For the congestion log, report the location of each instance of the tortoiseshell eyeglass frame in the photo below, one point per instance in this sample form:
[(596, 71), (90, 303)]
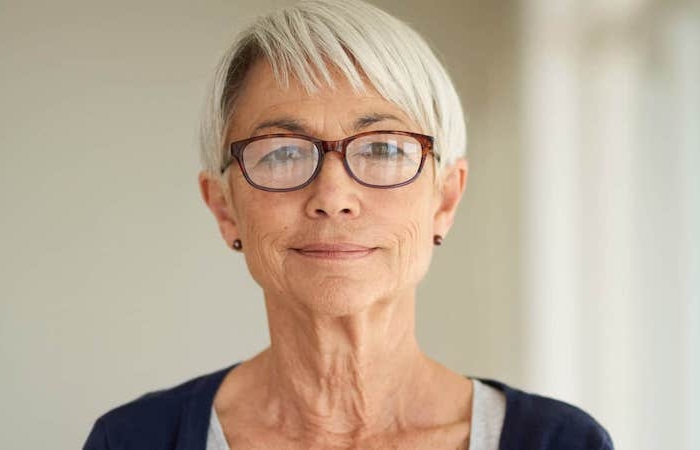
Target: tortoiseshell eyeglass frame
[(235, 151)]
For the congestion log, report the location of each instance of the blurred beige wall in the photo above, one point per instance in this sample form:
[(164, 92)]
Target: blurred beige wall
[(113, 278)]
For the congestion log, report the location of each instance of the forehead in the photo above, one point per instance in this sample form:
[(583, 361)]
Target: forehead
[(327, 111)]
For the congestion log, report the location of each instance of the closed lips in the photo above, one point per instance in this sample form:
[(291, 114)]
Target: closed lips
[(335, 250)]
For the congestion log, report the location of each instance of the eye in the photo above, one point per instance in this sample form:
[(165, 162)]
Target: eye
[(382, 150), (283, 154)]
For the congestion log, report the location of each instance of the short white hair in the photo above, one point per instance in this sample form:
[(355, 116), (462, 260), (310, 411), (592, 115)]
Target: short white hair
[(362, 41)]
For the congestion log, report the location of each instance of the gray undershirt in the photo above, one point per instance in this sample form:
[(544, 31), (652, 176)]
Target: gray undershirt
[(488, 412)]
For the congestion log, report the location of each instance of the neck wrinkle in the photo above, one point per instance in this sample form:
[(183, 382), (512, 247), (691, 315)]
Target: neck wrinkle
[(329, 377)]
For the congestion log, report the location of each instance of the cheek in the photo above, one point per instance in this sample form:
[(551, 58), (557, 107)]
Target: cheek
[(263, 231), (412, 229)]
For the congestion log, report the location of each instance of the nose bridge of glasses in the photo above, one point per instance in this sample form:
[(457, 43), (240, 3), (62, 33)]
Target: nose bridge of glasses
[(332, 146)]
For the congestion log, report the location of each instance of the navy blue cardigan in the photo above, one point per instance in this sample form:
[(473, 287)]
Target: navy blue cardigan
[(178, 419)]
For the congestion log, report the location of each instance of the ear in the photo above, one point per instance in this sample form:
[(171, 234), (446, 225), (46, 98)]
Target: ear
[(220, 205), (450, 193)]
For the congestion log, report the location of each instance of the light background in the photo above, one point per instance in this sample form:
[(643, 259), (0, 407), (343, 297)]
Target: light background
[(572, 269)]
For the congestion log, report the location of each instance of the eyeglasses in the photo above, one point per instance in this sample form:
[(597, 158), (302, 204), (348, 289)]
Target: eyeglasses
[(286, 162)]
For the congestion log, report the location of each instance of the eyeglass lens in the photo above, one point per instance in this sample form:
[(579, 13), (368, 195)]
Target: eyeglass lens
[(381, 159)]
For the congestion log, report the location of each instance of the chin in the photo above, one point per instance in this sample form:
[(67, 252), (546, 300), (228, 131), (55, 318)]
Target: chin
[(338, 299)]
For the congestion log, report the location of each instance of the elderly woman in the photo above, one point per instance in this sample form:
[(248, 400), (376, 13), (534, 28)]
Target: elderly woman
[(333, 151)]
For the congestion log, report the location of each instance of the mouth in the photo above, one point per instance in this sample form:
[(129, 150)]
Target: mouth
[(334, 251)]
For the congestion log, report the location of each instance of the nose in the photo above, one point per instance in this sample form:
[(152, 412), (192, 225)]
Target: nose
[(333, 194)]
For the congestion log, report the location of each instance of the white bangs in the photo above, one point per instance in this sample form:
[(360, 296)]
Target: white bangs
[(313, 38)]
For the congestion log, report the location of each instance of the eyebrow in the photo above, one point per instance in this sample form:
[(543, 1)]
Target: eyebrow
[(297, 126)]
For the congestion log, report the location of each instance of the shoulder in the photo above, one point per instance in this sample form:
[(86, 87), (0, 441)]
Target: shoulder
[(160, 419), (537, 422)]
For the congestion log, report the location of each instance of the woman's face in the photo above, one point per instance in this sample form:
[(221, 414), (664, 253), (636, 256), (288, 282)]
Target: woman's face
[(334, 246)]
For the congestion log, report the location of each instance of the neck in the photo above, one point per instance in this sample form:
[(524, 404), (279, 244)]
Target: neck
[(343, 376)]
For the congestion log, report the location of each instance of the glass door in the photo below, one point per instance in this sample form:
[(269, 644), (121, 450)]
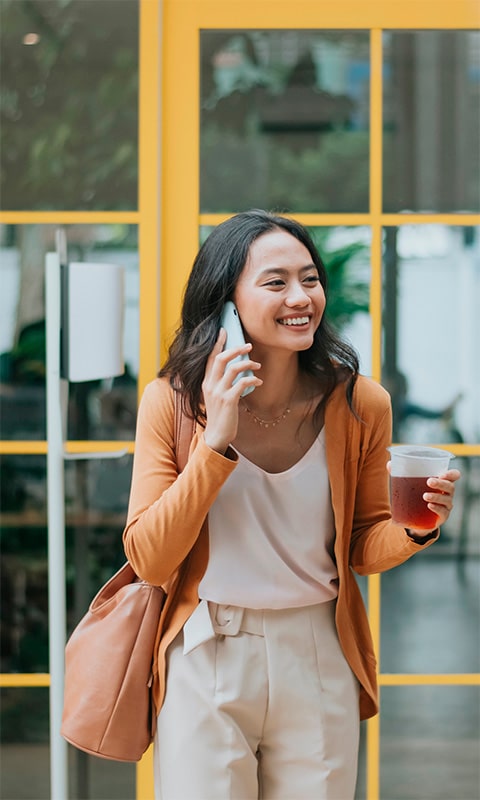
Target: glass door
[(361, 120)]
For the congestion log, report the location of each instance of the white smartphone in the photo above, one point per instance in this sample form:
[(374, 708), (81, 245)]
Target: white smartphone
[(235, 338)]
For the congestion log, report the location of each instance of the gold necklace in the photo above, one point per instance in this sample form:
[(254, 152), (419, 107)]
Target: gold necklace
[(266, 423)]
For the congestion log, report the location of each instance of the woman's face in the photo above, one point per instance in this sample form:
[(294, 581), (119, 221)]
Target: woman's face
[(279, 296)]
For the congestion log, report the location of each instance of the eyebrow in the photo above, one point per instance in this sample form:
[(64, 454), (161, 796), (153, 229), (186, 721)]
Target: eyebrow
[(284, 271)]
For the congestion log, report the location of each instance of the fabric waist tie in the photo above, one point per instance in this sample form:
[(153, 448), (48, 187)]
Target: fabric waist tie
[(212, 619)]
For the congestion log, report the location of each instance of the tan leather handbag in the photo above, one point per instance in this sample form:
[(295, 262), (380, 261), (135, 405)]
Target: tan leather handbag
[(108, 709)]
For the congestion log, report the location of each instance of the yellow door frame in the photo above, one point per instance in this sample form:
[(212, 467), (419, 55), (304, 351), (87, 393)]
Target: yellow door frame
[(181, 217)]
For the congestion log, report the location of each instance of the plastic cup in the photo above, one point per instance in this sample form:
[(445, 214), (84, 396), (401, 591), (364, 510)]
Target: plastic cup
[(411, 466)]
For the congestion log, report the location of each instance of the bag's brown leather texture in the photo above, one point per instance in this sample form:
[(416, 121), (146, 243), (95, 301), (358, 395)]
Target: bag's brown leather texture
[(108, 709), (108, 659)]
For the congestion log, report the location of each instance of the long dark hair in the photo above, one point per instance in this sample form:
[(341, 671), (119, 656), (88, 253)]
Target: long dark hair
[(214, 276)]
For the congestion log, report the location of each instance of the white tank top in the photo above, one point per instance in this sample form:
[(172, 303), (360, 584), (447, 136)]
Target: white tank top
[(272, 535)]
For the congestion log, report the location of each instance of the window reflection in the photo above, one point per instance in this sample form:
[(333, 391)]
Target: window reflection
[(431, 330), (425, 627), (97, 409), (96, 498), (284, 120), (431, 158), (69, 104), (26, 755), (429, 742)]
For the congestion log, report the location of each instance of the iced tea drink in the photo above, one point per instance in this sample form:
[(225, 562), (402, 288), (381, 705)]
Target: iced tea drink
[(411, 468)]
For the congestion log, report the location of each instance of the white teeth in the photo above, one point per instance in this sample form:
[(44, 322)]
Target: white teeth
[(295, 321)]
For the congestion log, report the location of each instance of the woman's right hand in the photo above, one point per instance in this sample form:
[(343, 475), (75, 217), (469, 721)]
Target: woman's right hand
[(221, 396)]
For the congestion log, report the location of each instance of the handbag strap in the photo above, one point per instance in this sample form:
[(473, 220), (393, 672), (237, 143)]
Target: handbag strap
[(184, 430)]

------------------------------------------------

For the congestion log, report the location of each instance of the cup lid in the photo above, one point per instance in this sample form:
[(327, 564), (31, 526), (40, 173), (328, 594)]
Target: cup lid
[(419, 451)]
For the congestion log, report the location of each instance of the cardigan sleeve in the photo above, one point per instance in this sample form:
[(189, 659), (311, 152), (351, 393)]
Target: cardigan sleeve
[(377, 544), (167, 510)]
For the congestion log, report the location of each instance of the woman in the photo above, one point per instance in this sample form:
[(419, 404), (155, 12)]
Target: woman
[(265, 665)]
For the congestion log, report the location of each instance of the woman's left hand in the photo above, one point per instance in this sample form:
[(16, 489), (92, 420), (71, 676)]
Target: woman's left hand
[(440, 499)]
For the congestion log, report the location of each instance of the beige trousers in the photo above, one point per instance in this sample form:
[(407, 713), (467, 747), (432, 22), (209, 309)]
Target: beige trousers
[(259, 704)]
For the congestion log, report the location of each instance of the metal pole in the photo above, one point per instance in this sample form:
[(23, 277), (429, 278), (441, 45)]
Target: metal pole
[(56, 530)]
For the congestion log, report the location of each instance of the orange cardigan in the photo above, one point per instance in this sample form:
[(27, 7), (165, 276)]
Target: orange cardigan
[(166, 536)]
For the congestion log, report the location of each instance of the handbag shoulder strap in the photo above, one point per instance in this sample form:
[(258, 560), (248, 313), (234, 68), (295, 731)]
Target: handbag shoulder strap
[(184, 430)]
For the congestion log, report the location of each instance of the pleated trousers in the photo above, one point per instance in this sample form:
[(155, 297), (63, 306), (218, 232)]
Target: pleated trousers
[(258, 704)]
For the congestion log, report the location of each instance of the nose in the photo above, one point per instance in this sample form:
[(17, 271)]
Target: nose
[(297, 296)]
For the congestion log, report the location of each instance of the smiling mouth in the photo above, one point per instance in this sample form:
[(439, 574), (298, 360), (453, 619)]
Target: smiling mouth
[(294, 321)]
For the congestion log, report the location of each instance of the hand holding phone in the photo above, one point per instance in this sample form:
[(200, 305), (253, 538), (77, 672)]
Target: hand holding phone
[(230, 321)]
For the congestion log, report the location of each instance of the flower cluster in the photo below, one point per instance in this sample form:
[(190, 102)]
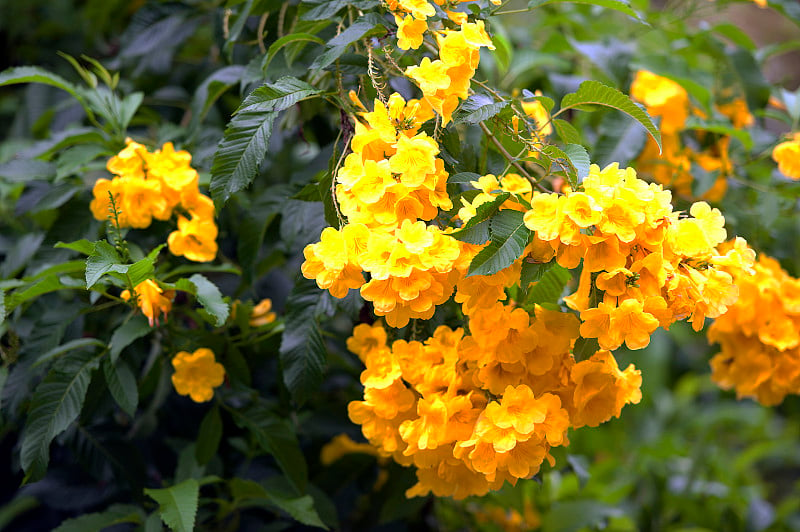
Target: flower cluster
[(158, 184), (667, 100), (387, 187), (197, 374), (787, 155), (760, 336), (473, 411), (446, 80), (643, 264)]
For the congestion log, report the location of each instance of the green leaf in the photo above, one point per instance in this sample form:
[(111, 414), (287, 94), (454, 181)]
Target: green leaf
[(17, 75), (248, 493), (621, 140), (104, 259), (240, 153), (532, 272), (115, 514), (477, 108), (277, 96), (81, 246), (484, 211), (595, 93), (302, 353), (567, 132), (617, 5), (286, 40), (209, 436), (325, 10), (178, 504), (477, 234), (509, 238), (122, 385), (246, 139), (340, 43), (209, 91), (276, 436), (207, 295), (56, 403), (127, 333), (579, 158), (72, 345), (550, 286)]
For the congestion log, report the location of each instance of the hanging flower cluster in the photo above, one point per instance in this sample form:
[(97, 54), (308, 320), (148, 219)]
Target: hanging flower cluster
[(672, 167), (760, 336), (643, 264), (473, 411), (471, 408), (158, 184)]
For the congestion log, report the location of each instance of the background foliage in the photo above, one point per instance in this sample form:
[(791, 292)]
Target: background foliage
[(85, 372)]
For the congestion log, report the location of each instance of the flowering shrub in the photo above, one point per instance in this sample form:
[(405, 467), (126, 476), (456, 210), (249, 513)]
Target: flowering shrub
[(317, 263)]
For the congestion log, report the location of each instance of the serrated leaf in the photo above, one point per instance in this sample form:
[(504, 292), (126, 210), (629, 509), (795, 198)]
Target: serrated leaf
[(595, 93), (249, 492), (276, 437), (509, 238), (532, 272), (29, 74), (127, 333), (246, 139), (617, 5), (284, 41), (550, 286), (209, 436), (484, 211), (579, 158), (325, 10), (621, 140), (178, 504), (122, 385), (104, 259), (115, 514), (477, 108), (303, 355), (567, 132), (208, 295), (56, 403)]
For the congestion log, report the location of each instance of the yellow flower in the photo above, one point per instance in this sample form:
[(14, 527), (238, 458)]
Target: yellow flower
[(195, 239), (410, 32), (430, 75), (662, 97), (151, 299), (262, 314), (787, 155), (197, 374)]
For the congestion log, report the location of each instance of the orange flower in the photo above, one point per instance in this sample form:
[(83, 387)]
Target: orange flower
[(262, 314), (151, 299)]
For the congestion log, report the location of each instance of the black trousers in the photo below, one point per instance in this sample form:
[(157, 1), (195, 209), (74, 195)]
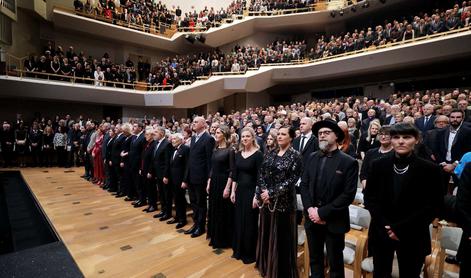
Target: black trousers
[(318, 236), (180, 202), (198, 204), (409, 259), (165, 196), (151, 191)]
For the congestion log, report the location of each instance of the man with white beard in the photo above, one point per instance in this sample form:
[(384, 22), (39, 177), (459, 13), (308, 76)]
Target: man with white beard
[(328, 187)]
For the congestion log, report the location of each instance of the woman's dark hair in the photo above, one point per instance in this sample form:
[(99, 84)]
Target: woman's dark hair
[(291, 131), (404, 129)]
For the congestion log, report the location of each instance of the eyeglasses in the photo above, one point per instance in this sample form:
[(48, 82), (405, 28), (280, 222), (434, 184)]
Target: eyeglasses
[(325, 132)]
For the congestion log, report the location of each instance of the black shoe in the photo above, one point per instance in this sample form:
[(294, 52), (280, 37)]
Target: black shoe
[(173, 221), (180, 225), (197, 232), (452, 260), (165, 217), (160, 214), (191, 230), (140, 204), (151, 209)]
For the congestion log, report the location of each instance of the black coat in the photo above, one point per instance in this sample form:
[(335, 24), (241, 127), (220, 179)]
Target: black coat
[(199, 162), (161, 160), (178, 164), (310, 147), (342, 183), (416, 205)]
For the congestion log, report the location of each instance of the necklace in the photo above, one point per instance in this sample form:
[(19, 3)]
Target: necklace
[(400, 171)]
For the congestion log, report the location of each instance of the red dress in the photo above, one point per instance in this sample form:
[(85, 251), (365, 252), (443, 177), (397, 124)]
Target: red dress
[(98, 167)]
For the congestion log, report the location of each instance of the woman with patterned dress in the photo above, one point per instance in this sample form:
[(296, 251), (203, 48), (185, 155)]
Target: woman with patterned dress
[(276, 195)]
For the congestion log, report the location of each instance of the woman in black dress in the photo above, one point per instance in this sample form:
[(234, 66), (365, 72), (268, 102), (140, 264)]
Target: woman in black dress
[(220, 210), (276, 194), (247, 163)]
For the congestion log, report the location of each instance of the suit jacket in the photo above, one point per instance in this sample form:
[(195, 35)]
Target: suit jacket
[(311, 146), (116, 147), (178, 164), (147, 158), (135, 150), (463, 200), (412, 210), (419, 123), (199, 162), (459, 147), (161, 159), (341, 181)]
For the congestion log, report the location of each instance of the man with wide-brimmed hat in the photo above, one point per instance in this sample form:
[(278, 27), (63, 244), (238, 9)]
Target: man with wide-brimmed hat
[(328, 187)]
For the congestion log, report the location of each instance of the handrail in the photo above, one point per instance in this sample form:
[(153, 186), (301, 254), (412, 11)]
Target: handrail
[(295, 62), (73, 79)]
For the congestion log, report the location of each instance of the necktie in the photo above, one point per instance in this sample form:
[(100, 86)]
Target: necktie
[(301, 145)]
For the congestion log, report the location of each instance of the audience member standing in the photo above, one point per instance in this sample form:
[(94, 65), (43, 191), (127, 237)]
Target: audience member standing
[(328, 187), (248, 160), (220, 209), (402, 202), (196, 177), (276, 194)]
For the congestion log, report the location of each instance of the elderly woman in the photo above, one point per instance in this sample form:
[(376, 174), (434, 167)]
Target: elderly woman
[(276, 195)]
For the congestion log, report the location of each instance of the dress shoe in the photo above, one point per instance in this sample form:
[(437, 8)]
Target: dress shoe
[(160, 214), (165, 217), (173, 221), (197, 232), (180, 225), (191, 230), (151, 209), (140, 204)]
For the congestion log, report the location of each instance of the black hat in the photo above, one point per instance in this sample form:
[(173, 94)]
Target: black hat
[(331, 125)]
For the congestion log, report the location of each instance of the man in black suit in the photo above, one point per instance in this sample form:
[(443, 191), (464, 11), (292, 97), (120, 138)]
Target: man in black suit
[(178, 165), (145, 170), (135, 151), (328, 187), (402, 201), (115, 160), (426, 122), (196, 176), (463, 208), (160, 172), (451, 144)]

------------------------------------------------

Réécrivez les lignes en commençant à celle qui contient « of the beige » et en vous arrêtant après celle qui contient « [(56, 530)] », avec « metal pole » remplacé par « steel pole » et tout le reste inchangé.

* Solution du problème
For the congestion log, report the location of each instance of the beige trousers in the photo above, one point per instance in this sample form:
[(407, 713), (467, 747), (432, 22), (209, 309)]
Target: beige trousers
[(259, 704)]
For the congestion log, report the location of each instance of the steel pole in the photo above, one point per instance in this sample form:
[(23, 277), (429, 278), (441, 45)]
Target: steel pole
[(56, 530)]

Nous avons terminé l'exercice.